**Listed records:**

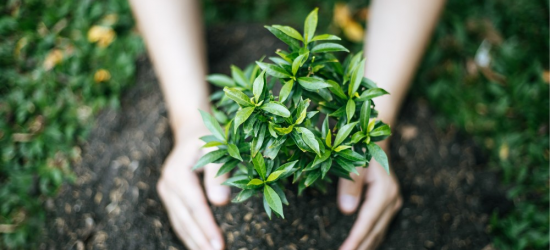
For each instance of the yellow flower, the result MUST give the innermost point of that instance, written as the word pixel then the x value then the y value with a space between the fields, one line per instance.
pixel 102 35
pixel 102 75
pixel 53 58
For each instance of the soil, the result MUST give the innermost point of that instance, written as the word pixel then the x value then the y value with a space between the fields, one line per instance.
pixel 449 192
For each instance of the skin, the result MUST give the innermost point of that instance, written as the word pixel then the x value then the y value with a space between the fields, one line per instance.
pixel 173 34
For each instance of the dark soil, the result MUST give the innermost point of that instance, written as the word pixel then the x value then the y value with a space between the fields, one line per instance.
pixel 448 191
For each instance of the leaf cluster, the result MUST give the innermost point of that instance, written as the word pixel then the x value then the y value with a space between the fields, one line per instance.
pixel 321 123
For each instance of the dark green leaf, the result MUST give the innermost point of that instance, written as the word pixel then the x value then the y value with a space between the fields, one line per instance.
pixel 273 200
pixel 309 139
pixel 221 80
pixel 312 84
pixel 244 195
pixel 212 124
pixel 372 93
pixel 227 167
pixel 293 43
pixel 258 86
pixel 285 91
pixel 325 37
pixel 238 96
pixel 365 115
pixel 343 133
pixel 259 165
pixel 379 155
pixel 241 116
pixel 274 70
pixel 234 151
pixel 276 109
pixel 350 109
pixel 239 76
pixel 328 47
pixel 310 25
pixel 289 31
pixel 356 78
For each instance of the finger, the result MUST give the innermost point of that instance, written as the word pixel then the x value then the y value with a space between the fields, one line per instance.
pixel 217 193
pixel 175 208
pixel 371 209
pixel 376 236
pixel 349 192
pixel 201 214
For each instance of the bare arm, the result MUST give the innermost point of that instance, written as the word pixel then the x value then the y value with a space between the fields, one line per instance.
pixel 397 34
pixel 172 30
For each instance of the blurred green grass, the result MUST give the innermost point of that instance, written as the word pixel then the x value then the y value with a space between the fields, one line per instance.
pixel 53 81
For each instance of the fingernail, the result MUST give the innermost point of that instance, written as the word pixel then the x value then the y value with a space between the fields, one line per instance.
pixel 216 244
pixel 218 193
pixel 348 202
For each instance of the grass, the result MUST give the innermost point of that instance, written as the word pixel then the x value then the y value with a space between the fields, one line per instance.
pixel 57 71
pixel 54 78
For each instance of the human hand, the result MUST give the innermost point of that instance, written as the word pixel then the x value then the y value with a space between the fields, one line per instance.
pixel 382 201
pixel 182 195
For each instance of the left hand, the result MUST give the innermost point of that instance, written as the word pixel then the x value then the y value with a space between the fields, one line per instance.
pixel 382 201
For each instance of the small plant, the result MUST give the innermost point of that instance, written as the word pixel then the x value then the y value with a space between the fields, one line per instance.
pixel 271 138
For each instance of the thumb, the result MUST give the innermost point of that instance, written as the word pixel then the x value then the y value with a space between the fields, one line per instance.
pixel 217 193
pixel 349 192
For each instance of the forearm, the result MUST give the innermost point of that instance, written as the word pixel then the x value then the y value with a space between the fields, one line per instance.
pixel 172 30
pixel 397 34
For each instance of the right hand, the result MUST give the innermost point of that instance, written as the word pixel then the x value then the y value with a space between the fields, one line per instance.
pixel 183 197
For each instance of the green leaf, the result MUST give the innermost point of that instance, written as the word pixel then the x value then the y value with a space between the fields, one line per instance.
pixel 341 147
pixel 239 76
pixel 285 91
pixel 328 139
pixel 280 193
pixel 310 25
pixel 328 47
pixel 351 155
pixel 312 177
pixel 244 195
pixel 212 144
pixel 233 151
pixel 227 167
pixel 210 157
pixel 239 181
pixel 297 63
pixel 350 109
pixel 258 86
pixel 365 115
pixel 381 131
pixel 273 200
pixel 293 43
pixel 312 84
pixel 309 139
pixel 336 89
pixel 255 183
pixel 241 116
pixel 325 37
pixel 238 96
pixel 213 126
pixel 379 155
pixel 356 78
pixel 221 80
pixel 343 133
pixel 259 165
pixel 346 165
pixel 325 167
pixel 274 70
pixel 289 31
pixel 372 93
pixel 275 175
pixel 276 109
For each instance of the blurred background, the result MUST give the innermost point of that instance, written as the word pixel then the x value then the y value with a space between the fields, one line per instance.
pixel 485 74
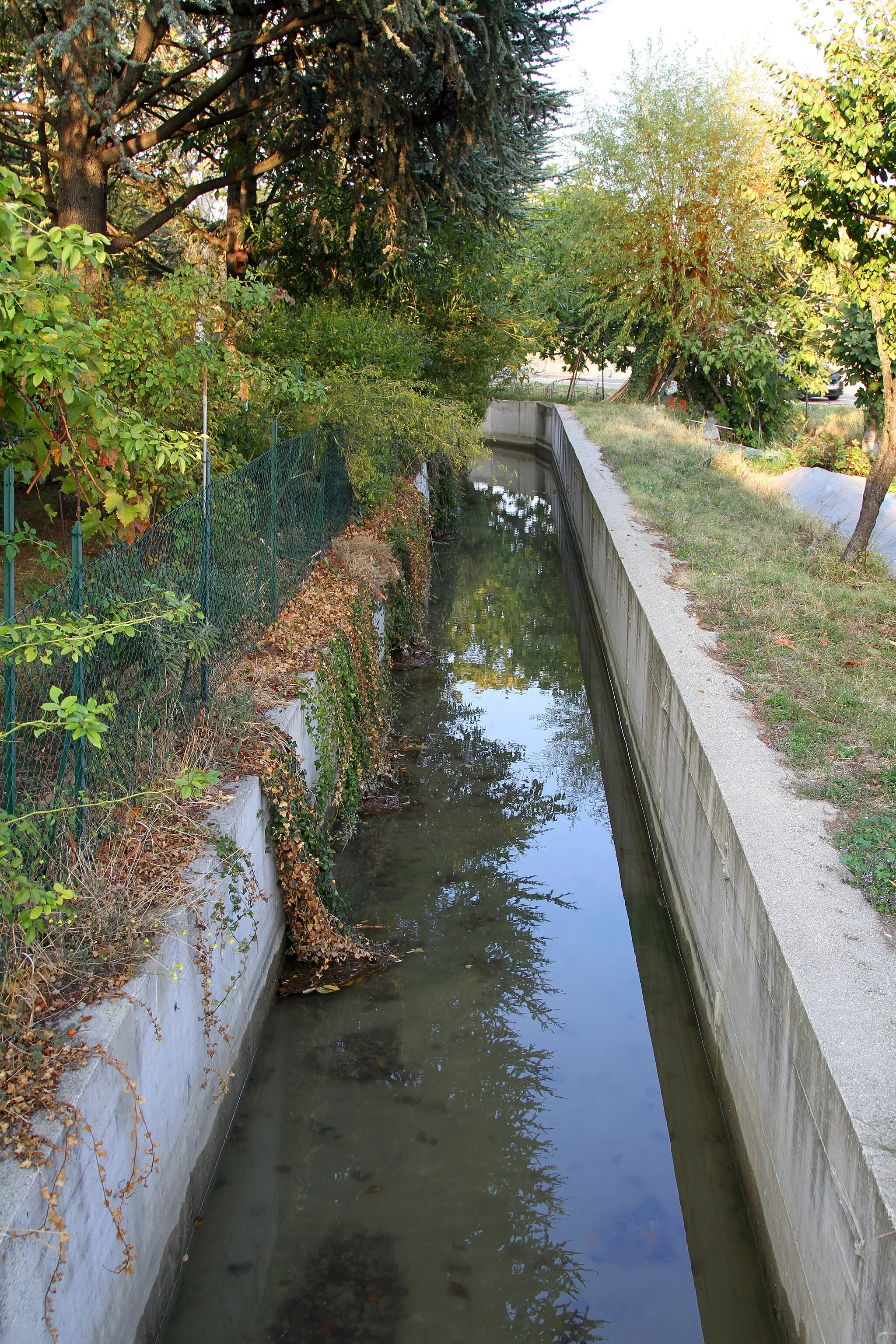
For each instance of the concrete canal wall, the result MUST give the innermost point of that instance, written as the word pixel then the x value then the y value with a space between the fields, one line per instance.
pixel 155 1031
pixel 156 1034
pixel 793 973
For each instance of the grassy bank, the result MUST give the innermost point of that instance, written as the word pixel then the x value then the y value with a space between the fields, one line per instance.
pixel 815 643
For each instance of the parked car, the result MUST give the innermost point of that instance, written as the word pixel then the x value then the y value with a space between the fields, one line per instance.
pixel 836 385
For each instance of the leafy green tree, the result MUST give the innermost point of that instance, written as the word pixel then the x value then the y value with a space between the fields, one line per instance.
pixel 54 413
pixel 172 101
pixel 837 140
pixel 854 347
pixel 453 311
pixel 663 248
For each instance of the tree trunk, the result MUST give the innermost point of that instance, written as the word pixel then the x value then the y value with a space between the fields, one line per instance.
pixel 884 467
pixel 242 197
pixel 82 179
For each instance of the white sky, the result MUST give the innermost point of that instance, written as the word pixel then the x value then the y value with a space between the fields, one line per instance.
pixel 598 53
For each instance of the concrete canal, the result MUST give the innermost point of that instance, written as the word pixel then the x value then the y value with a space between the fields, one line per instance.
pixel 515 1134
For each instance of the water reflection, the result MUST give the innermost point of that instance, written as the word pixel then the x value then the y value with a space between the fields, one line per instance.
pixel 473 1147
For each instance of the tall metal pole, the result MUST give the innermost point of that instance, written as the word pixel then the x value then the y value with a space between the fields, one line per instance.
pixel 10 798
pixel 81 745
pixel 273 521
pixel 206 574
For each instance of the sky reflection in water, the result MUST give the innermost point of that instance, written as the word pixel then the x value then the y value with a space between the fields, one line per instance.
pixel 472 1147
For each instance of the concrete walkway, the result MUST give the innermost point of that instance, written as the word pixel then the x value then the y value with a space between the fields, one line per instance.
pixel 837 499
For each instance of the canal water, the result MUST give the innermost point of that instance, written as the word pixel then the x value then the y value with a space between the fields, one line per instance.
pixel 514 1135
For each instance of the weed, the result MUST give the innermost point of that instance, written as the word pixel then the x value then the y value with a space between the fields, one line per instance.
pixel 868 850
pixel 812 640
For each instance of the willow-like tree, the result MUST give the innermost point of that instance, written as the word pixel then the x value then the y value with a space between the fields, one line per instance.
pixel 663 249
pixel 837 139
pixel 175 100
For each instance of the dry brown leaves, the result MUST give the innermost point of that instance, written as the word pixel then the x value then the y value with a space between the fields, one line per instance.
pixel 360 557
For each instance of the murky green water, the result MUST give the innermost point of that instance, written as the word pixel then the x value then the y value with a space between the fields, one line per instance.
pixel 514 1135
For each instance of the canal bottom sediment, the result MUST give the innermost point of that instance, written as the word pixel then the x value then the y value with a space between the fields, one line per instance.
pixel 514 1134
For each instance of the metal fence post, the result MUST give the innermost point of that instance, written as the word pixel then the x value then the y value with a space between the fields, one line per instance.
pixel 273 521
pixel 8 615
pixel 81 745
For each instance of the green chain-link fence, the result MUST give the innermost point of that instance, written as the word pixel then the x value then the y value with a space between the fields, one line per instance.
pixel 241 550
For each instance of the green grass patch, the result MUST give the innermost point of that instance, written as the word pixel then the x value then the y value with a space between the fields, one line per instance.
pixel 868 850
pixel 812 640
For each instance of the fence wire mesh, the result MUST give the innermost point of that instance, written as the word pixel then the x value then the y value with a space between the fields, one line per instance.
pixel 241 550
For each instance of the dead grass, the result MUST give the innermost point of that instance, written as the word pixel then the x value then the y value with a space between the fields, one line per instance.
pixel 815 643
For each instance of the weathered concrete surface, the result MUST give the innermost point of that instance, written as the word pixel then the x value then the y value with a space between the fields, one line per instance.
pixel 156 1034
pixel 836 499
pixel 793 973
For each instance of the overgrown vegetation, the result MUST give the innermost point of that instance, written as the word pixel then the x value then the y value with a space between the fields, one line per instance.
pixel 812 640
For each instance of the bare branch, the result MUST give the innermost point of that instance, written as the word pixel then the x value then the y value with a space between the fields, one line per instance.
pixel 122 241
pixel 29 144
pixel 27 109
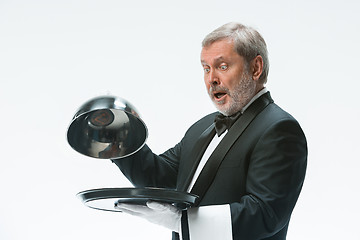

**Exercise description:**
Hand back exactly the lines from the one with "For each instance of the metal" through the last line of the data above, both ends included, with every picture left out.

**Answer area:**
For each instance of the metal fence post, the result MUST give the innermost point of that instance, written as the word pixel then the x value then the y value with a space between the fields, one line per instance.
pixel 273 521
pixel 8 615
pixel 81 745
For each instance of the green chain-link fence, the result MUST give the innermost point of that instance, written as the word pixel then the x value then the y value with a space between the fields, one line per instance.
pixel 241 550
For each instance of the green grass patch, the result MUST give the innermost point of that instance, written as the word pixel then the x value then the y value with a space between the fields, one line per instance.
pixel 868 850
pixel 812 640
For each instance of the fence wire mesh, the result MUST give the innermost point of that instance, written as the word pixel then the x value then the y value with a space between the fields, one line per instance.
pixel 241 550
For each instance of the dead grass, the result MUST give the innermost point of that instance, written as the word pixel then the x value then the y value with a space between the fields, one line per instance.
pixel 815 643
For each instance of the weathered concrete surface, the result MUST give the innermost point of that instance, written as the word pixel then the x value then the y value with a space between the fields, one line per instance.
pixel 156 1034
pixel 836 499
pixel 793 973
For each instance of the overgrown vegetation, the result MUST give the innermost point of that instance, written as the word pixel then the x value then the y value with a space between the fields, one line per instance.
pixel 812 640
For each instance of the bare branch, the result MUST give the innermost point of that instance, written as the word pixel then the x value then the y value with a space between the fields, one line per instance.
pixel 122 241
pixel 29 144
pixel 27 109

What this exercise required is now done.